_OBJETIVOS_
**1)** Devuelve, por favor, sin ningún cambio el pasaje del fragmento sobre los soldados japoneses que empieza en las palabras que contienen "Otro ejemplo: los" y termina después de "de un disparo.".
**2)** Escribe la parte que sigue al fragmento sobre los soldados japoneses, empezando justo después de su última oración.

_EXTRACTO DEL TEXTO_
>>>>>

Un enemigo, además, profundamente extraño.
En palabras de Benedict:
'Al igual que la Rusia zarista antes que nosotros, en 1905, luchábamos contra una nación perfectamente armada y adiestrada que no pertenecía a la tradición cultural de Occidente. Era obvio que para los japoneses no existían las convenciones bélicas que las naciones occidentales habían llegado a aceptar como hechos humanos naturales (…) En realidad, el problema principal estaba en la propia naturaleza del enemigo. Debíamos, ante todo, entender su comportamiento para enfrentarnos con él.'
Un ejemplo de esta extrañeza era el comportamiento de los japoneses ante la derrota:
'Durante la campaña en el norte de Birmania, la proporción de prisioneros [japoneses] con respecto a los muertos fue de 142 a 17166; es decir, de 1 a 120. Y de los 142 soldados que se encontraban en los campos de prisioneros, todos, excepto una pequeña minoría, se hallaban heridos o inconscientes cuando fueron apresados (…) En los ejércitos de las naciones occidentales, es un hecho reconocido que las unidades no pueden resistir a la muerte de la cuarta o la tercera parte de sus efectivos sin rendirse. La proporción entre los que se entregan y los muertos es de cuatro a uno.'
Cuatro a uno en occidente, uno a ciento veinte en Japón. Está claro que eran diferentes.
Otro ejemplo: los oficiales japoneses no tenían reparos en sacrificar a sus hombres si con ello conseguían el éxito de una misión. Esto parece inhumanos, pero es que los propios soldados preferían morir a la ignominia de rendirse. El trato que daban los japoneses a sus prisioneros de guerra era atroz, pero sus propios heridos no corrían mucha mejor suerte: no se preocupaban de evacuarlos, y cuando se retiraba el batallón de una posición, el oficial al mando a menudo los mataba de un disparo.

<<<<<

_LISTADO PROPORCIONADO_
>>>>>

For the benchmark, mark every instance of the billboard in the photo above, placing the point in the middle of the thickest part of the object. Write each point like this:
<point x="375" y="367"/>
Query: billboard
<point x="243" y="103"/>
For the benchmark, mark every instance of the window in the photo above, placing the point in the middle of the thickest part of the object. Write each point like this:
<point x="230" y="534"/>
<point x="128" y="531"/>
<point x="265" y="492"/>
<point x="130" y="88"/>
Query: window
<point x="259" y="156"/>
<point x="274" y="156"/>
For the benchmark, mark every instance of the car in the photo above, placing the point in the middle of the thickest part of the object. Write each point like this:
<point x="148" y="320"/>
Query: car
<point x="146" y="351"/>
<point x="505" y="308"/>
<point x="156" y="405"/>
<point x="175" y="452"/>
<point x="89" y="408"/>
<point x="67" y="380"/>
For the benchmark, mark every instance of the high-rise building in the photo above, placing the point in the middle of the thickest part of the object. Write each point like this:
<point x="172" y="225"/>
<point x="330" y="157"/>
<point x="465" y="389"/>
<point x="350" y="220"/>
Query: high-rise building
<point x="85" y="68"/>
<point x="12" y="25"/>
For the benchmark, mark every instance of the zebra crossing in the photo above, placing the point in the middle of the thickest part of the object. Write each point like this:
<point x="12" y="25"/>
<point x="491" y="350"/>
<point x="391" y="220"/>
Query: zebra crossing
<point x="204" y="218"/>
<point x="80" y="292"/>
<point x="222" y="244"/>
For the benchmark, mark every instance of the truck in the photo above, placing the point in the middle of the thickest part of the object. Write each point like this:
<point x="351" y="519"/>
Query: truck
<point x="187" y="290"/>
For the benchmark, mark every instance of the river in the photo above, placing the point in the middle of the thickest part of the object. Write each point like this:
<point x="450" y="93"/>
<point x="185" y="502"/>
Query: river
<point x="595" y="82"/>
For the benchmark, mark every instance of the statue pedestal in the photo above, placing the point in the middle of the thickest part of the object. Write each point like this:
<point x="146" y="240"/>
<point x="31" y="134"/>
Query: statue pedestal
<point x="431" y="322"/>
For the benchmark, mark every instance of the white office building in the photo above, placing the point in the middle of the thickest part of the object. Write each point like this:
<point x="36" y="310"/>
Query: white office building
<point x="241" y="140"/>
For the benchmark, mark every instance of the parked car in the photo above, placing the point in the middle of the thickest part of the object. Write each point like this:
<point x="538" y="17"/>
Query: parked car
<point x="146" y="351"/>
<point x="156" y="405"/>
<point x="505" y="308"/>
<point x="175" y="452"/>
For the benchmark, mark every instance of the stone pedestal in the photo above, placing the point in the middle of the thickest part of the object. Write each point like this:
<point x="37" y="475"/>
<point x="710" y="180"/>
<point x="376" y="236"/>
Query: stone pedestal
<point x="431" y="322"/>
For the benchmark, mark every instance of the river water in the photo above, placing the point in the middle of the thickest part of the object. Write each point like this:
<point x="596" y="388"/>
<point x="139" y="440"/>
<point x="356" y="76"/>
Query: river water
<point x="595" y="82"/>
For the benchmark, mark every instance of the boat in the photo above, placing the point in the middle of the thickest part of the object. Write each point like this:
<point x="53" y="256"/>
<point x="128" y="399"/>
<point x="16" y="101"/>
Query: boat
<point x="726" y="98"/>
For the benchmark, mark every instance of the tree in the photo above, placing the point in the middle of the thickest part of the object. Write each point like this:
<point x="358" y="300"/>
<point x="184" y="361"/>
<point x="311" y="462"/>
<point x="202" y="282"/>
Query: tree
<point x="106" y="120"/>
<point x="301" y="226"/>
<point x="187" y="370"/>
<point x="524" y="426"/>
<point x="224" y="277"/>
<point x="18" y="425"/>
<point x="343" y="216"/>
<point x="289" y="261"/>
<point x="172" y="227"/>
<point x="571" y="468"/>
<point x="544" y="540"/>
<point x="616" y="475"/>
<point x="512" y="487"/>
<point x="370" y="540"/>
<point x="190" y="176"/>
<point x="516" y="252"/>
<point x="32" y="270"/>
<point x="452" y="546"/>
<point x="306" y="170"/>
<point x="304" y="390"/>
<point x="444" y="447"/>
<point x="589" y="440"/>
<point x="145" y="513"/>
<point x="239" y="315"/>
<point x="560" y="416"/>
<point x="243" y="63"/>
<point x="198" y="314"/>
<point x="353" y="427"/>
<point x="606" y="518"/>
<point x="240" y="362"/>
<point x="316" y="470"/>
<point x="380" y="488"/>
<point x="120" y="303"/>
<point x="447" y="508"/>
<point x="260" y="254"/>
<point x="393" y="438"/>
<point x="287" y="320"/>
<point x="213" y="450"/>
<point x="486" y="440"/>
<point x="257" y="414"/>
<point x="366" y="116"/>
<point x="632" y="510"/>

<<<<<

_RESULTADOS POR TAREA_
**1)**
Otro ejemplo: los oficiales japoneses no tenían reparos en sacrificar a sus hombres si con ello conseguían el éxito de una misión. Esto parece inhumanos, pero es que los propios soldados preferían morir a la ignominia de rendirse. El trato que daban los japoneses a sus prisioneros de guerra era atroz, pero sus propios heridos no corrían mucha mejor suerte: no se preocupaban de evacuarlos, y cuando se retiraba el batallón de una posición, el oficial al mando a menudo los mataba de un disparo.

**2)**
Ante este panorama, el alto mando norteamericano hizo algo muy notable. En lugar de demonizar a los nipones como bestias inhumanas, como ciegos fanáticos, hubo quien pensó que había que intentar entenderlos. Y contrató a Ruth Benedict, que era, junto con Margaret Mead, la antropóloga más brillante del momento, para esa tarea.
No fue fácil: estaban en guerra, y era imposible utilizar la principal herramienta del antropólogo, el trabajo de campo. Benedict lo suplió entrevistando hasta la extenuación a docenas de inmigrantes criados en el Japón. Y empapándose de toda la literatura japonesa que pudo:
“'Al revés de lo que sucede con muchos pueblos orientales, los japoneses tienen una gran tendencia a escribir sobre sí mismos. Escribieron sobre las trivialidades de su vida, lo mismo que sobre sus programas de expansión mundial. Y eran notablemente francos. Claro está que no daban una imagen completa. Nadie lo hace. Un japonés que escriba sobre el Japón pasa por alto cuestiones verdaderamente cruciales, pero que son para él tan diáfanas e invisibles como el aire que respira, y lo mismo hacen los norteamericanos cuando escriben sobre los Estados Unidos (…)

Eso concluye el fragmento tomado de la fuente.